Data records:
"""
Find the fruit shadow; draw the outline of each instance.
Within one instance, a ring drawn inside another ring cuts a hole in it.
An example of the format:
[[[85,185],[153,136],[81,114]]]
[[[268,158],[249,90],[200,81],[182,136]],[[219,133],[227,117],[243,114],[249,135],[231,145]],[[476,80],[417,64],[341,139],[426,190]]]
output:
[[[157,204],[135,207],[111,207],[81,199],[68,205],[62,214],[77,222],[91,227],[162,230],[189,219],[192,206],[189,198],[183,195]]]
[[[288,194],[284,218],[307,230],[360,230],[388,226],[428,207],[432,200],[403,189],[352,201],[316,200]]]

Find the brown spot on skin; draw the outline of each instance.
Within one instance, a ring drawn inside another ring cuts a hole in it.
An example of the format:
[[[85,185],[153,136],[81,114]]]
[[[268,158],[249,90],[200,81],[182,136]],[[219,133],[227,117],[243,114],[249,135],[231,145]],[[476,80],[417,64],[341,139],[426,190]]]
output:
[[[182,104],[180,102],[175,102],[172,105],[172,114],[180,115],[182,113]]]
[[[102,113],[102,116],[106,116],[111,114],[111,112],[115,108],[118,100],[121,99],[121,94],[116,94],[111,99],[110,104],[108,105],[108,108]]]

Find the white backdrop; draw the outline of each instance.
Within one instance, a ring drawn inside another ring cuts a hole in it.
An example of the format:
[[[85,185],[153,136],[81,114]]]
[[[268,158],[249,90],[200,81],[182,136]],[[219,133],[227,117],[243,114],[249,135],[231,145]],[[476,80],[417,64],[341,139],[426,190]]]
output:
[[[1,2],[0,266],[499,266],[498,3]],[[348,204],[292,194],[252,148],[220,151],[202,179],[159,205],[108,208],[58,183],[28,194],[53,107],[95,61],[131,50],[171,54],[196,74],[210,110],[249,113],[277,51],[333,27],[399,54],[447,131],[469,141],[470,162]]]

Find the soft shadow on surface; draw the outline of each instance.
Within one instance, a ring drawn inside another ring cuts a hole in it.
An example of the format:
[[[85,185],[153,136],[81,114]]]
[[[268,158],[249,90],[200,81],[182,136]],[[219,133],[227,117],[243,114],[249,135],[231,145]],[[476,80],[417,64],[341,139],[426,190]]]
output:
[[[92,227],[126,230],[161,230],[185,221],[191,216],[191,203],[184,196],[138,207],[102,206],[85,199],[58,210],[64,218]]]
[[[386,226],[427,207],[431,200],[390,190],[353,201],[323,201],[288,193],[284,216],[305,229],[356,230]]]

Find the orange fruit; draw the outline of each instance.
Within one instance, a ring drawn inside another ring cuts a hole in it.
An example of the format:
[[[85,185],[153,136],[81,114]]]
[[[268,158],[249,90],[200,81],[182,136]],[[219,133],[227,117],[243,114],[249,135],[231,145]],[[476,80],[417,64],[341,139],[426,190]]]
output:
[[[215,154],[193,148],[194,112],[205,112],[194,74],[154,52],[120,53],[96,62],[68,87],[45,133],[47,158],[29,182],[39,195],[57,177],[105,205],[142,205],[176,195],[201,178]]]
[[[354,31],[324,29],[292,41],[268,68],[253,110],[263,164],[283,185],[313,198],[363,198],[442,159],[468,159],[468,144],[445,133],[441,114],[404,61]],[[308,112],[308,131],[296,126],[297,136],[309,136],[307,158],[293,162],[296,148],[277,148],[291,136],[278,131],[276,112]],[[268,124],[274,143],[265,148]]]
"""
**Goal**
Repeat every record exactly as written, please.

**Correct answer**
Find the fruit shadow; draw the outline of each instance.
Within one instance, a ring drawn inside another ring cuts a hole in it.
An example of the format:
[[[85,185],[153,136],[81,114]]]
[[[268,158],[249,90],[200,81],[182,136]],[[219,133],[227,117],[243,114],[249,135],[231,145]],[[476,80],[417,64],[341,139],[426,190]]]
output:
[[[157,204],[135,207],[111,207],[81,199],[68,205],[62,214],[77,222],[91,227],[162,230],[189,219],[192,206],[189,198],[183,195]]]
[[[288,194],[284,218],[307,230],[360,230],[388,226],[428,207],[432,200],[403,189],[352,201],[316,200]]]

Find the brown spot on skin; draw the outline of each instance.
Within one instance, a ring drawn inside another ring cuts a hole in it.
An example of the format:
[[[85,185],[153,136],[81,114]]]
[[[268,158],[249,90],[200,81],[182,136]],[[219,133],[227,117],[243,114],[249,135],[231,145]],[[476,80],[417,64],[341,139],[426,190]]]
output:
[[[182,104],[180,102],[175,102],[172,105],[172,114],[180,115],[182,113]]]
[[[102,113],[102,116],[106,116],[111,114],[111,112],[115,108],[118,100],[121,99],[121,94],[116,94],[111,99],[110,104],[108,105],[108,108]]]

Find the white backdrop; draw the outline of each instance.
Within one instance, a ring drawn inside another ring cuts a hole in it.
An example of the format:
[[[85,185],[153,136],[81,114]]]
[[[268,158],[249,90],[200,81],[182,136]],[[219,133],[227,117],[243,114],[249,135],[231,145]],[[476,80],[417,64],[341,139],[426,190]]]
output:
[[[1,2],[0,266],[499,266],[498,3]],[[348,204],[292,194],[252,148],[220,151],[202,179],[159,205],[108,208],[58,183],[28,194],[53,107],[95,61],[131,50],[171,54],[196,74],[210,110],[249,113],[277,51],[333,27],[399,54],[447,131],[469,141],[470,162]]]

Find the soft shadow on surface; draw the outline of each instance.
Within one instance, a ring drawn inside another ring cuts a hole in it.
An example of the format:
[[[85,185],[153,136],[81,114]]]
[[[268,158],[249,90],[200,81],[182,136]],[[219,133],[227,117],[243,114],[249,135],[231,145]],[[476,80],[417,64],[341,139],[426,190]]]
output:
[[[92,227],[126,230],[161,230],[185,221],[191,216],[191,203],[184,196],[138,207],[102,206],[85,199],[58,210],[64,218]]]
[[[386,226],[427,207],[431,200],[390,190],[353,201],[323,201],[288,193],[284,216],[305,229],[356,230]]]

Find the orange fruit; draw the outline of each instance.
Within one instance, a ring drawn inside another ring cuts a hole in it.
An example of the format:
[[[85,185],[153,136],[81,114]]]
[[[268,158],[249,90],[200,81],[182,136]],[[219,133],[227,117],[243,114],[249,135],[231,145]],[[476,80],[417,64],[341,139],[426,190]]]
output:
[[[215,154],[193,148],[194,112],[205,112],[194,74],[154,52],[120,53],[96,62],[68,87],[45,133],[47,158],[29,182],[39,195],[57,177],[105,205],[142,205],[176,195],[201,178]]]
[[[354,31],[324,29],[292,41],[268,68],[253,110],[263,164],[283,185],[313,198],[363,198],[442,159],[468,159],[468,144],[445,133],[441,114],[404,61]],[[308,112],[308,131],[296,126],[297,136],[309,136],[307,158],[293,162],[296,148],[277,148],[291,136],[278,131],[276,112]],[[268,124],[274,143],[265,148]]]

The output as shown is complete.